_YOUR INSTRUCTIONS_
Every line of the data that contains the string "below" must be copied.

»»

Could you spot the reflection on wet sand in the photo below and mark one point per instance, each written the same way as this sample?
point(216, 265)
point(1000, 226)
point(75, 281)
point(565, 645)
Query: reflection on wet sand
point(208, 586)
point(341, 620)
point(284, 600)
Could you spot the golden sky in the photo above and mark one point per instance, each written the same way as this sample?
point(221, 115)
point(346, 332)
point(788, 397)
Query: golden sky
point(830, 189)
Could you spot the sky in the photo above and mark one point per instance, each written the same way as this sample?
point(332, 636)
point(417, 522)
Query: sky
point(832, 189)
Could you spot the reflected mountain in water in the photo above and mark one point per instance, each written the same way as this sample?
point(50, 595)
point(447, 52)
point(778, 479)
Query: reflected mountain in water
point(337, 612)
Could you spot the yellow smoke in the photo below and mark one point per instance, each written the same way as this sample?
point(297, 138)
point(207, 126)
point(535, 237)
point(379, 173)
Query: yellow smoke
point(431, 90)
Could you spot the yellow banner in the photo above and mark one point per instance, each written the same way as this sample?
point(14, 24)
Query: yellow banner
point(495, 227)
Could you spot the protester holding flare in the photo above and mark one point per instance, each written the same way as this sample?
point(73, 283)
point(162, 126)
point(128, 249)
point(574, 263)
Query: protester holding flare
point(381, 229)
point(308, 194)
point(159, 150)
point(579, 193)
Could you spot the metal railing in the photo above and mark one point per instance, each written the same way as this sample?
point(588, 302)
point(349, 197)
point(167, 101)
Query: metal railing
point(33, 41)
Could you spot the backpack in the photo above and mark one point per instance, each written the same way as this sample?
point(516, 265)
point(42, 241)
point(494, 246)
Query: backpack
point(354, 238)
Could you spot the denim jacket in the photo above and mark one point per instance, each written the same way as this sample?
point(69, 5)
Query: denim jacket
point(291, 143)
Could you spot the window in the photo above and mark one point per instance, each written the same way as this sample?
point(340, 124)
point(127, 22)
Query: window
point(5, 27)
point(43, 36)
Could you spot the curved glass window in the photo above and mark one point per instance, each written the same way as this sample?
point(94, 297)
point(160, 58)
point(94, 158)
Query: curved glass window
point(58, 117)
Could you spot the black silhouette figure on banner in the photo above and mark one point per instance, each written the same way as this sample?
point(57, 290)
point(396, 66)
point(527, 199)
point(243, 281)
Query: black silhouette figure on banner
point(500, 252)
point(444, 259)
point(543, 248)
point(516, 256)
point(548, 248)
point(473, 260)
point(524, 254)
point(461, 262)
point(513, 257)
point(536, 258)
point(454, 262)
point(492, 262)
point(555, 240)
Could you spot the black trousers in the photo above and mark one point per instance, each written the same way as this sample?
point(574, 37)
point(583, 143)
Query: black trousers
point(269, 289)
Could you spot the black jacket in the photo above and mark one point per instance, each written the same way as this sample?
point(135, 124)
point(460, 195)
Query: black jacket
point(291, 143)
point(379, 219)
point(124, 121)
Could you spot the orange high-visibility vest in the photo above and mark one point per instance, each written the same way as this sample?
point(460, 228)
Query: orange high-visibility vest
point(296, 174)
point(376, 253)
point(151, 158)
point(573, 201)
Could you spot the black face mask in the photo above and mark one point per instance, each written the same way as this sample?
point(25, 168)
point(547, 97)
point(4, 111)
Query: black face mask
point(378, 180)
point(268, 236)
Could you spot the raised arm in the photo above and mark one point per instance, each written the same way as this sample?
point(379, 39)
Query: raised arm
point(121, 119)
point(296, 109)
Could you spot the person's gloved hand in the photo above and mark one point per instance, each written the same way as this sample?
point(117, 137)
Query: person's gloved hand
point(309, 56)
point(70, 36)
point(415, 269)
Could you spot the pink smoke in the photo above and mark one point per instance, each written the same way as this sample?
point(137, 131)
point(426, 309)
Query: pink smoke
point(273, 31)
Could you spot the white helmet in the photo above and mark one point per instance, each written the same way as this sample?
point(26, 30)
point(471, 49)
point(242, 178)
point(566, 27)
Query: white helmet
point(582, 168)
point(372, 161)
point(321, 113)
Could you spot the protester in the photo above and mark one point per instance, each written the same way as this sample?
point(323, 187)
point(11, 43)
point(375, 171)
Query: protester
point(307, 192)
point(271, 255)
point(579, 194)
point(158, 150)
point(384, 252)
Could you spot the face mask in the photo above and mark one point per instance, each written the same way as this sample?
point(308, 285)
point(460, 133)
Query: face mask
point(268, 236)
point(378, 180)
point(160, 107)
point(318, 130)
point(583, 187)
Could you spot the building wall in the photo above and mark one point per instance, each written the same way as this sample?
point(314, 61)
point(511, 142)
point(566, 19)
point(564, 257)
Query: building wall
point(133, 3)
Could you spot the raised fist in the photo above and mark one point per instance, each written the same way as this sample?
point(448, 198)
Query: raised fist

««

_SOLUTION TO THIS PROBLEM_
Could you spot the reflection on wet sand in the photo below and mark one point per instance, each written the same way as this sample?
Could you spot the yellow smoke in the photo below and mark one point per instance, each written the same way as this sample?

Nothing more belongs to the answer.